Record extracts:
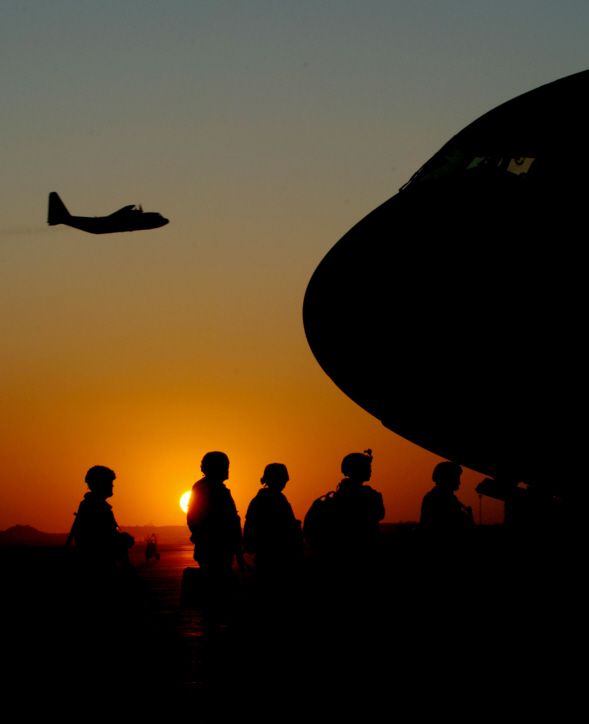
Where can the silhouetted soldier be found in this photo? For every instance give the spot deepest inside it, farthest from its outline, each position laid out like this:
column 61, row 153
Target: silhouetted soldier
column 215, row 527
column 440, row 508
column 271, row 531
column 343, row 526
column 102, row 547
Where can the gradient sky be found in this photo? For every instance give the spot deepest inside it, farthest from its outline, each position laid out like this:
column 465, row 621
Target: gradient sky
column 263, row 131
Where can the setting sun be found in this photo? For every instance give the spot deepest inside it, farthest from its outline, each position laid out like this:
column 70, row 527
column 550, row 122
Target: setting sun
column 184, row 500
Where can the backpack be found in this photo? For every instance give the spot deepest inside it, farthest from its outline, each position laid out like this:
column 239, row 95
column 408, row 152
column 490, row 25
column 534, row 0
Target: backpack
column 321, row 522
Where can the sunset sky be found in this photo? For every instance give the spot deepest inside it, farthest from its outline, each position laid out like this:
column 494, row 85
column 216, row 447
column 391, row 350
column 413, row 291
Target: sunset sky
column 263, row 131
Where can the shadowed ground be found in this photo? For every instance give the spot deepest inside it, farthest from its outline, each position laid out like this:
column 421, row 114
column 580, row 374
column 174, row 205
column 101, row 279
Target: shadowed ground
column 433, row 630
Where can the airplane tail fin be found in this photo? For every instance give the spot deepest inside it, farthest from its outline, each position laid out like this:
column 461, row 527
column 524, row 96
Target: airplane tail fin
column 57, row 212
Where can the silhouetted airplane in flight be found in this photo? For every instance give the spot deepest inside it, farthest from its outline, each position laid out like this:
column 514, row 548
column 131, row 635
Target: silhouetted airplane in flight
column 455, row 312
column 129, row 218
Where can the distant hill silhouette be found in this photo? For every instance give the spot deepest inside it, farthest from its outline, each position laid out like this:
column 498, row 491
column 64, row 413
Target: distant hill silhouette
column 29, row 536
column 166, row 534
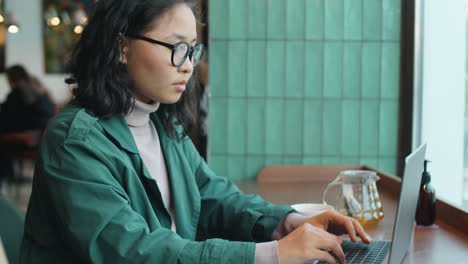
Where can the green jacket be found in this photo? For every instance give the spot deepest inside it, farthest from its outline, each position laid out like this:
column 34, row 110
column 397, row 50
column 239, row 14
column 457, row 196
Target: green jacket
column 93, row 201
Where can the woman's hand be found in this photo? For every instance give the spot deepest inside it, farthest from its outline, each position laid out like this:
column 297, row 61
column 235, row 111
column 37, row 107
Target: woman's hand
column 307, row 243
column 338, row 224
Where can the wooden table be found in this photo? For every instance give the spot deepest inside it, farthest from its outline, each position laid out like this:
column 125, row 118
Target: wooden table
column 441, row 244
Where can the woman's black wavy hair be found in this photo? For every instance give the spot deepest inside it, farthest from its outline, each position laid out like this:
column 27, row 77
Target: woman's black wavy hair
column 103, row 84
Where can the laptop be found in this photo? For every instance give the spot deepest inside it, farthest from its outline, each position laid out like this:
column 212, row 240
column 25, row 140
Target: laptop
column 378, row 251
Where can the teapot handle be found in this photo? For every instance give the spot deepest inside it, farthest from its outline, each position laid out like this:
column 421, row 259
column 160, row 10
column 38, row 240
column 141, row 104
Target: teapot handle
column 334, row 183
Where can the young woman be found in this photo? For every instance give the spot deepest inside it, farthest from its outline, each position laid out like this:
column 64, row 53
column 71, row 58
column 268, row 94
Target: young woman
column 118, row 181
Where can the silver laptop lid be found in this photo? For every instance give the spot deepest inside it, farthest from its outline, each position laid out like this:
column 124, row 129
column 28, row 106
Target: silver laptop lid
column 404, row 222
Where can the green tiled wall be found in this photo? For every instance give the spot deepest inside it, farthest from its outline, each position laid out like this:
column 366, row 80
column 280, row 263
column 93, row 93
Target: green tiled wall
column 303, row 82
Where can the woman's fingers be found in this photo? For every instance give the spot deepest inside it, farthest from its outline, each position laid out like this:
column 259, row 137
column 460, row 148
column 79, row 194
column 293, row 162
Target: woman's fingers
column 349, row 226
column 360, row 231
column 335, row 247
column 324, row 256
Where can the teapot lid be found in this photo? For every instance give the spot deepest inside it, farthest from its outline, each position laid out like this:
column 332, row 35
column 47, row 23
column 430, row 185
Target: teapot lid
column 359, row 176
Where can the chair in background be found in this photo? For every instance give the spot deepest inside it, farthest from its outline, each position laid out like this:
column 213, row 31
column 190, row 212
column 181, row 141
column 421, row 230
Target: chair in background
column 23, row 146
column 11, row 230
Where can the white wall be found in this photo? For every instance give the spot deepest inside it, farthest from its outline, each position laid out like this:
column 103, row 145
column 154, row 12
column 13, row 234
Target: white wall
column 443, row 95
column 26, row 48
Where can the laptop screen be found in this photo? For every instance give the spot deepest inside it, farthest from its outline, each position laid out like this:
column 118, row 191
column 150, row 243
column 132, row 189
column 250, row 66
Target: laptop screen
column 404, row 220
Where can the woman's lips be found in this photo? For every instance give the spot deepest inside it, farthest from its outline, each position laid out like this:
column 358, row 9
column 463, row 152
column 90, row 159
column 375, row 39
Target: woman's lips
column 180, row 86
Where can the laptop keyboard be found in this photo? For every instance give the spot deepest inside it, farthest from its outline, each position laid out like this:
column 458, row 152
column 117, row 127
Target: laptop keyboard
column 360, row 252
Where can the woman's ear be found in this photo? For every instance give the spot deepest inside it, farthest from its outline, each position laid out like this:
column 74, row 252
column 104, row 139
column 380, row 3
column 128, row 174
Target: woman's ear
column 123, row 48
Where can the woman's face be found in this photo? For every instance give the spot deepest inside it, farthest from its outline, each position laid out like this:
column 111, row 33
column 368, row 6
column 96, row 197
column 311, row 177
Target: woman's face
column 149, row 65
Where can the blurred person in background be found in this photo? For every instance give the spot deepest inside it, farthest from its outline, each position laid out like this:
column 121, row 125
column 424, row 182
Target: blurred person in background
column 23, row 116
column 27, row 106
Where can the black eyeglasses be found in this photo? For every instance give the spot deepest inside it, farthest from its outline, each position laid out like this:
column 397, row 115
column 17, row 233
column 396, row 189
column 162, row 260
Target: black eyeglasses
column 180, row 51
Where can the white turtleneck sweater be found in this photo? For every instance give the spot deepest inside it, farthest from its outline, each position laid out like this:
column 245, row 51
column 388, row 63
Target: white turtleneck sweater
column 147, row 140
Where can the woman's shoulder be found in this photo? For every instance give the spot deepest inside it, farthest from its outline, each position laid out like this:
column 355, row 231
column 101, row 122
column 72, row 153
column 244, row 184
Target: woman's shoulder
column 72, row 122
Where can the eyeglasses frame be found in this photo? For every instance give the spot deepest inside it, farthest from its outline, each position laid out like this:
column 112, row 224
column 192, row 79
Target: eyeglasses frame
column 173, row 47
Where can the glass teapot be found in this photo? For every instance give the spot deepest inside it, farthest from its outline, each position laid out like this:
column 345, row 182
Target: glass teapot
column 359, row 197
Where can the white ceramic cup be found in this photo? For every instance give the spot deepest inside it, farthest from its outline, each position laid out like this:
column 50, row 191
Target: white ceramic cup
column 311, row 209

Required work: Convert the part that opens with the line containing "Where can the woman's fingers" and closes with the line containing "column 360, row 252" into a Markdown table with two columns, Number and Line. Put each line's sequence number in Number and its text in Line, leaving out blank lines.

Problem solution:
| Number | Line |
|---|---|
| 1 | Where can the woman's fingers be found in this photo? For every instance give the spot deepest inside it, farthest from its outline, each position laid out like this: |
| 2 | column 259, row 137 |
| 3 | column 460, row 148 |
| 4 | column 79, row 194 |
| 5 | column 293, row 162 |
| 6 | Target: woman's fingers |
| 7 | column 349, row 226 |
| 8 | column 360, row 231 |
| 9 | column 335, row 247 |
| 10 | column 324, row 256 |
| 11 | Where can the teapot lid be found in this photo? For every instance give the spot deepest inside it, farthest from its outline, each position laid out like this: |
| 12 | column 332, row 35 |
| 13 | column 47, row 23 |
| 14 | column 430, row 185 |
| 15 | Target: teapot lid |
| 16 | column 359, row 176 |
| 17 | Where can the chair in background be found in this photo? For every instance give the spot deepest inside it, farthest from its outline, each position laid out like this: |
| 18 | column 213, row 31 |
| 19 | column 190, row 212 |
| 20 | column 181, row 141 |
| 21 | column 421, row 230 |
| 22 | Target: chair in background |
| 23 | column 23, row 146 |
| 24 | column 11, row 230 |
| 25 | Where can the white wall be found in this photo? For every instance give the spot deepest inside it, farthest from its outline, each position laid out like this: |
| 26 | column 103, row 145 |
| 27 | column 154, row 12 |
| 28 | column 13, row 234 |
| 29 | Target: white wall |
| 30 | column 443, row 95 |
| 31 | column 26, row 48 |
| 32 | Where can the laptop screen be found in this photo? For every instance give the spot deepest inside it, farthest from its outline, each position laid out like this: |
| 33 | column 118, row 191 |
| 34 | column 150, row 243 |
| 35 | column 132, row 189 |
| 36 | column 250, row 66 |
| 37 | Target: laptop screen |
| 38 | column 404, row 220 |
| 39 | Where can the woman's lips be found in this photo? For every instance give the spot deepest inside it, farthest from its outline, each position laid out like this: |
| 40 | column 358, row 9 |
| 41 | column 463, row 152 |
| 42 | column 90, row 159 |
| 43 | column 375, row 39 |
| 44 | Target: woman's lips |
| 45 | column 180, row 86 |
| 46 | Where can the laptop keyboard be found in this photo? For every instance give the spot deepest inside it, farthest from its outline, each position laid out like this: |
| 47 | column 458, row 152 |
| 48 | column 117, row 127 |
| 49 | Target: laptop keyboard |
| 50 | column 360, row 252 |